Records from a collection

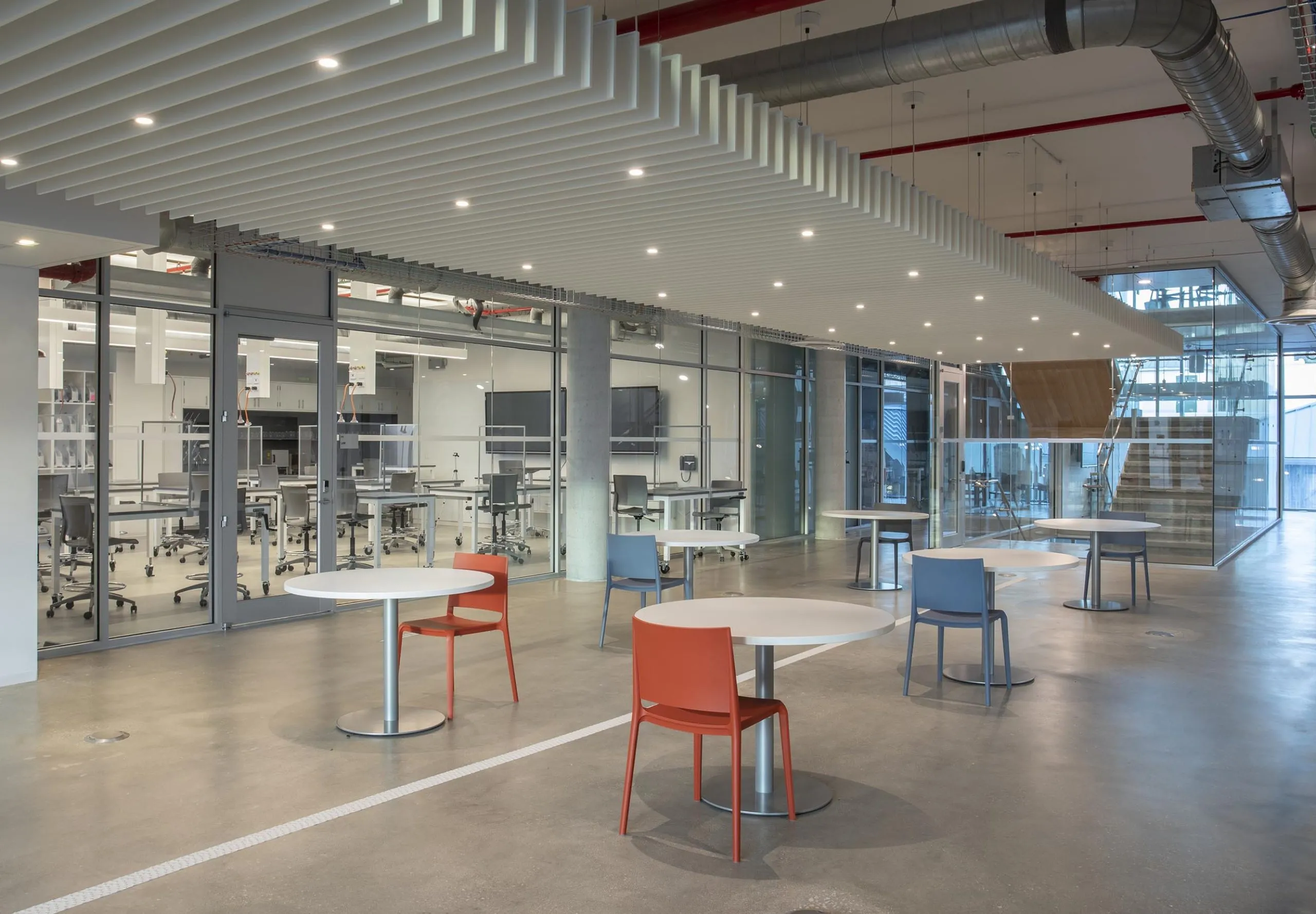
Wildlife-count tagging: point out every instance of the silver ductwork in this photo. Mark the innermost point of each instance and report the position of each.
(1186, 37)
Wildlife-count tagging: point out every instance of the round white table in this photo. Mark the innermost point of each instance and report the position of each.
(390, 586)
(1094, 528)
(1020, 561)
(875, 517)
(692, 540)
(766, 623)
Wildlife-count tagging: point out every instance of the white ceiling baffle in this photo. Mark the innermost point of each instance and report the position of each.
(489, 135)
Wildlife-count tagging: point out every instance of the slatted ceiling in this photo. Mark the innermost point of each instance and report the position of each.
(535, 115)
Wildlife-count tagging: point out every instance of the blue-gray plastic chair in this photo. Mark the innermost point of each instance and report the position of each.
(955, 595)
(1126, 546)
(633, 566)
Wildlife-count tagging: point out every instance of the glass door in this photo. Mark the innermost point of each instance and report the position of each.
(274, 491)
(952, 433)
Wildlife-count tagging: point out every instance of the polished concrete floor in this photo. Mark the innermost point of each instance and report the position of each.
(1165, 759)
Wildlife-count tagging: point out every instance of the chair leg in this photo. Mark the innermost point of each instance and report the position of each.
(1004, 650)
(941, 650)
(511, 670)
(631, 771)
(788, 771)
(736, 776)
(699, 767)
(910, 655)
(452, 674)
(603, 627)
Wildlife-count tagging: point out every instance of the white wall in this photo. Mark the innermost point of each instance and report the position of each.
(19, 469)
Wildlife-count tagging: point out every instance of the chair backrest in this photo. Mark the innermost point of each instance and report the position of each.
(629, 491)
(690, 668)
(403, 482)
(345, 499)
(633, 557)
(494, 597)
(78, 517)
(949, 586)
(297, 500)
(1132, 538)
(503, 489)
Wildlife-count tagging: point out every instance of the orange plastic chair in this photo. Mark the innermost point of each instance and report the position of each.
(690, 674)
(450, 627)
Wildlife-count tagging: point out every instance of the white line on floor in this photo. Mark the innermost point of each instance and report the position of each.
(187, 861)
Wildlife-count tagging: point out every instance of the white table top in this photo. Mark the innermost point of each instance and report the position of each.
(698, 538)
(877, 515)
(774, 620)
(1094, 525)
(389, 583)
(1002, 559)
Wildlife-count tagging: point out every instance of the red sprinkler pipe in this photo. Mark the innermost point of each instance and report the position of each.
(697, 16)
(1117, 227)
(1294, 91)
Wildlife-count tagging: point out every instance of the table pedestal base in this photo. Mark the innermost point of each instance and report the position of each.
(973, 674)
(1096, 606)
(810, 795)
(370, 722)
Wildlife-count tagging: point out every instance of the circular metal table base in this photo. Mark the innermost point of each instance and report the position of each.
(1103, 607)
(810, 795)
(370, 722)
(973, 674)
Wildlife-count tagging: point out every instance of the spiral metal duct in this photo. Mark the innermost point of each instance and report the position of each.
(1186, 37)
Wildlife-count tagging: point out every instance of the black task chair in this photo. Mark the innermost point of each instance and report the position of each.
(1126, 546)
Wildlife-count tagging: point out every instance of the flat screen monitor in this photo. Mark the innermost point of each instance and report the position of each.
(635, 420)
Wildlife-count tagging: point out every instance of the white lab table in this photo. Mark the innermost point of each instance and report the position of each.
(1094, 528)
(692, 540)
(390, 586)
(1018, 561)
(875, 516)
(766, 623)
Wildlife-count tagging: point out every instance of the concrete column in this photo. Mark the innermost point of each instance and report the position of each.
(830, 434)
(589, 445)
(19, 469)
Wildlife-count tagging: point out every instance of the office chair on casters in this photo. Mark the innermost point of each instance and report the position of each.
(720, 509)
(504, 499)
(297, 514)
(78, 534)
(1127, 546)
(631, 499)
(203, 578)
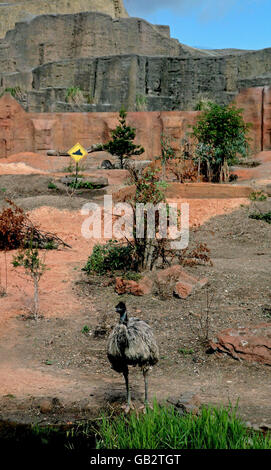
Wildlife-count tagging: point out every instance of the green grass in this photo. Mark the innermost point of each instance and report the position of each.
(265, 216)
(257, 196)
(164, 428)
(51, 185)
(185, 352)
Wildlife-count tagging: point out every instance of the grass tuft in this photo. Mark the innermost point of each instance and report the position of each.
(164, 428)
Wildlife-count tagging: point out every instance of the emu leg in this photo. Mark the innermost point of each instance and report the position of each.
(128, 392)
(146, 381)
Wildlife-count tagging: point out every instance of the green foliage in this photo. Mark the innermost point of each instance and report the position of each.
(121, 144)
(85, 329)
(185, 352)
(202, 104)
(51, 185)
(82, 185)
(257, 196)
(30, 260)
(164, 428)
(141, 102)
(132, 276)
(28, 257)
(265, 216)
(149, 188)
(110, 257)
(73, 93)
(50, 245)
(222, 137)
(16, 92)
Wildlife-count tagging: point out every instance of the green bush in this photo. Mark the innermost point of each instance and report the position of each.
(266, 217)
(257, 196)
(110, 257)
(164, 428)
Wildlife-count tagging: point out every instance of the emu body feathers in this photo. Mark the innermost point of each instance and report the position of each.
(132, 343)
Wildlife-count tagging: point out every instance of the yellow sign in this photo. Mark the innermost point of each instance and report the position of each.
(77, 152)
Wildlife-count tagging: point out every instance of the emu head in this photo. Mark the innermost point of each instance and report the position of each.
(121, 309)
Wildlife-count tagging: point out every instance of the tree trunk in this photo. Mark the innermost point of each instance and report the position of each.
(36, 297)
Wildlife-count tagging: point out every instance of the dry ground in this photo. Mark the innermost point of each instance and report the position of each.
(53, 358)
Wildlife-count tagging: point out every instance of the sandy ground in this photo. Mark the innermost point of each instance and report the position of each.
(79, 372)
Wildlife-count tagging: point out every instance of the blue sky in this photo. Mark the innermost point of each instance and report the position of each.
(241, 24)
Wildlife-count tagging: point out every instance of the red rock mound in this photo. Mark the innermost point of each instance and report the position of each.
(252, 343)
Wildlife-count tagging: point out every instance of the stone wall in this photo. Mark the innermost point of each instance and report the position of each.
(38, 132)
(117, 61)
(15, 11)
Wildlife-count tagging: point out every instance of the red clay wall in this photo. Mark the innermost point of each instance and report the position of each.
(21, 131)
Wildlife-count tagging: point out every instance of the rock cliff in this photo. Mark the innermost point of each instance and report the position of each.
(13, 11)
(113, 60)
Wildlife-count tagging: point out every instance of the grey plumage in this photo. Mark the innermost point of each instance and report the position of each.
(132, 343)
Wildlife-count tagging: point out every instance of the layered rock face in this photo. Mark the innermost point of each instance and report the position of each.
(114, 61)
(13, 11)
(22, 131)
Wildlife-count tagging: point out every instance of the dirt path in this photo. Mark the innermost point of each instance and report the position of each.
(52, 358)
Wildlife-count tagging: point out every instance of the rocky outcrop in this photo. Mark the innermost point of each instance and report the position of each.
(251, 343)
(13, 11)
(115, 61)
(164, 283)
(22, 131)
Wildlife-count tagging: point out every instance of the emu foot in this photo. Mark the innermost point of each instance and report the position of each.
(127, 407)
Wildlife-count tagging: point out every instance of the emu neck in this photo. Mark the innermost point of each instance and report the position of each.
(124, 319)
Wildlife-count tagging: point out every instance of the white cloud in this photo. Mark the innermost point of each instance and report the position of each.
(205, 9)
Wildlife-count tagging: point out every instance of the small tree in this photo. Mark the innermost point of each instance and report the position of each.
(121, 143)
(29, 258)
(222, 137)
(167, 153)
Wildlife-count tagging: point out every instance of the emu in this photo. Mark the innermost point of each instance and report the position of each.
(132, 343)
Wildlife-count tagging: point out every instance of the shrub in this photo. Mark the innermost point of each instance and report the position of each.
(257, 196)
(265, 216)
(110, 257)
(12, 227)
(222, 136)
(122, 142)
(29, 259)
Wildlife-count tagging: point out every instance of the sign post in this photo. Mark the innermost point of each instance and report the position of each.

WORK TO COMPLETE: Will you restate every entry word for word and omit the images?

TASK ANSWER:
Wildlife-count tagging: point out every instance of the silver ductwork in this photo. Mark the innermost point of each instance and report the position of each.
(1186, 37)
Wildlife-count tagging: point out every instance of the round white table in this photo. Mark the innermost point of each instance and report the position of each.
(390, 586)
(1094, 528)
(1020, 561)
(875, 517)
(692, 540)
(766, 623)
Wildlife-count tagging: point out every instance of the white ceiling baffle in this photo. Mark the innermost point of each instance and report the position of each.
(489, 135)
Wildlife-count tagging: point out every instance of the slatted ceiling in this photo. Mark the innermost point of each instance and report the position of each.
(535, 115)
Wildlife-count tagging: point out every instance of the blue-gray plastic chair in this photo. Mark the innermost point of each instance and report the position of each.
(955, 595)
(1126, 546)
(633, 566)
Wildlife-count tagging: point out every instance of the glass door in this photo. Mark the innermost point of each instance and report the position of each.
(274, 491)
(952, 433)
Wildlife-count tagging: point out every instance of the polished concrete floor in this photo. Mark the innermost point of each instance and report the position of each.
(1165, 759)
Wildlife-count tagging: point out every instance of the chair leg in this photo. Mark the innermost point of each instance and report the position of each.
(1004, 650)
(941, 650)
(511, 670)
(631, 771)
(788, 771)
(736, 776)
(699, 767)
(910, 655)
(452, 674)
(603, 627)
Wildlife-count tagging: point out every instance of the white wall in this photo. Mark the innermost point of each instance and report the position of each.
(19, 469)
Wildlife-count tagging: point out every instance of the chair backrest in this photo. Mark the innermost point of each instance and report the position of each.
(629, 491)
(690, 668)
(403, 482)
(345, 499)
(633, 557)
(494, 597)
(78, 517)
(949, 586)
(297, 500)
(1132, 538)
(503, 489)
Wildlife-count tagging: point out every instance of the orange plastic chair in this photo. Mark the innermost point of each instance and report the position of each.
(690, 674)
(450, 627)
Wildlife-count tagging: point out every instance of the white line on floor in this photo. Mark the innermost point of each instance and report the position of each.
(187, 861)
Wildlife-count tagging: point out every instance of the white table top in this photo. Mark the innermost point of each instance and report the position of each.
(698, 538)
(877, 515)
(774, 620)
(1094, 525)
(389, 583)
(1002, 559)
Wildlife-count tagging: point out every instance of the red sprinkler pipe in this photo. Mark the innermost point of each instance and report the position of each.
(697, 16)
(1117, 227)
(1294, 91)
Wildlife-count tagging: point out every instance of the table pedestal base in this photo. Mark the innermost point of each instance and report the position of each.
(973, 674)
(1096, 606)
(810, 795)
(370, 722)
Wildlife-count tagging: point out every instance of the circular metal table base in this photo. Mark the innermost point of each instance and report the position of each.
(1103, 607)
(810, 795)
(370, 722)
(973, 674)
Wildlife-count tagging: point out every instance of the spiral metal duct in this photo. Mark the innermost point of each instance and report the position of each.
(1186, 37)
Wildlife-count tagging: point out every instance of the black task chair in this photo. Mark the innermost point of each instance and report the position of each.
(1126, 546)
Wildlife-count tagging: point out every instance of the flat screen monitor in this photo. Mark the innermost point of each instance and report the position of each.
(635, 420)
Wildlife-count tagging: point out every instance of the white lab table in this photo. Mark the innermost point of each instance and report the position of each.
(1094, 528)
(692, 540)
(390, 586)
(1018, 561)
(875, 516)
(766, 623)
Wildlife-count tagging: point out every instance of the concrete column in this photo. Mark the innermost point of each instance and report the position of each.
(830, 434)
(589, 445)
(19, 469)
Wildlife-count tagging: point out every instance of the office chair on casters in this photo. Mark the innermost point of each instance and report the position of each.
(720, 509)
(504, 499)
(297, 514)
(78, 534)
(1127, 546)
(631, 499)
(203, 578)
Wildlife-count tagging: point out every instance of the green grass in this photo. Mark the innermost point of each instance and report the position of each.
(265, 216)
(257, 196)
(164, 428)
(51, 185)
(185, 352)
Wildlife-count tagging: point out every instance of the grass tuft in this photo. Mark the innermost point of each instance and report the position of each.
(164, 428)
Wildlife-count tagging: point out every instance of the emu leg in this photo. Mark the innermost point of each instance and report the position of each.
(128, 392)
(146, 381)
Wildlife-count tagging: point out every instance of the green foliage in this photo. Mark the innermost point of each instance and report the position of each.
(121, 144)
(85, 329)
(185, 352)
(202, 104)
(51, 185)
(82, 185)
(257, 196)
(30, 260)
(164, 428)
(141, 102)
(132, 276)
(28, 257)
(265, 216)
(149, 188)
(110, 257)
(73, 93)
(50, 245)
(222, 137)
(16, 92)
Wildlife-count tagging: point out every instance of the green bush in this photo. Mark the innermost point of each instance and report the position of each.
(266, 217)
(257, 196)
(110, 257)
(164, 428)
Wildlife-count tagging: point out every instance of the emu body feathers in this photo. Mark the innermost point of each instance and report the position of each.
(132, 343)
Wildlife-count tagging: point out every instance of the yellow sign in this photo. Mark the innermost point of each instance and report the position of each.
(77, 152)
Wildlife-count tagging: point out every instance of the emu head in this photo. Mark the innermost point of each instance and report the position of each.
(121, 309)
Wildlife-count tagging: point out every instance of the tree trunk in this photo. Mark the innermost point of each instance and report the position of each.
(36, 297)
Wildlife-count tagging: point out every instance of the dry ground in this photo. Mark the innermost point of each instance and report the position of each.
(53, 358)
Wildlife-count tagging: point out every instance of the sandy ground in this photo. Mark the innermost point of each instance and report the position of each.
(79, 372)
Wildlife-count tagging: point out every instance of the blue sky in this photo. Mark the innermost point of each instance and report the position of each.
(241, 24)
Wildlife-count tagging: point out every instance of the red rock mound in this photo. Mark the innermost point of each instance and report the position of each.
(252, 343)
Wildlife-count tagging: point out every instance of the stone wall in this photo. Mark the innermost point of each instance and report the position of each.
(38, 132)
(117, 61)
(15, 11)
Wildlife-count tagging: point out every instance of the red clay wall in this photo. Mark the innermost point of each instance and report the position of each.
(21, 131)
Wildlife-count tagging: point out every instance of the rock cliff in this photo. Mark the innermost point of each instance and report the position of each.
(13, 11)
(113, 60)
Wildlife-count tagging: point out every instance of the grey plumage in this photo. Mark the innermost point of each instance and report the position of each.
(132, 343)
Wildlife-count tagging: point out every instance of the layered rock face in this photo. Mark the innermost point of each instance and report the position of each.
(114, 61)
(13, 11)
(22, 131)
Wildlife-count tagging: point out every instance of the dirt path in this photo. Mark the innermost point of each instance and report the position of each.
(52, 358)
Wildlife-count tagging: point out every instance of the rocky outcrop in this photo. Mark the innermost point of each instance and report the position of each.
(251, 343)
(13, 11)
(115, 61)
(164, 283)
(22, 131)
Wildlife-count tagging: point out every instance of the emu foot in this photo. Mark the innermost point of each instance and report the position of each.
(127, 407)
Wildlife-count tagging: point out every instance of the emu neck in this photo. Mark the innermost point of each instance and report the position of each.
(124, 319)
Wildlife-count tagging: point out every instance of the white cloud in this photo. Mark the innermost point of each instance and report the position of each.
(205, 9)
Wildlife-count tagging: point out every instance of the small tree in this photo. Mark the innermost point of each instance and report the position of each.
(121, 143)
(29, 258)
(222, 137)
(167, 153)
Wildlife-count tagging: point out every instance of the emu in this photo. Mark the innermost point of each instance and report the position of each.
(132, 343)
Wildlife-count tagging: point out every instance of the shrub in this photo. Mark the innermost point of each instance and report the position of each.
(257, 196)
(265, 216)
(110, 257)
(12, 227)
(222, 136)
(122, 142)
(29, 259)
Wildlife-count tagging: point out every instance of the sign post in this photo. Mark the innermost point of each instance and report the position of each.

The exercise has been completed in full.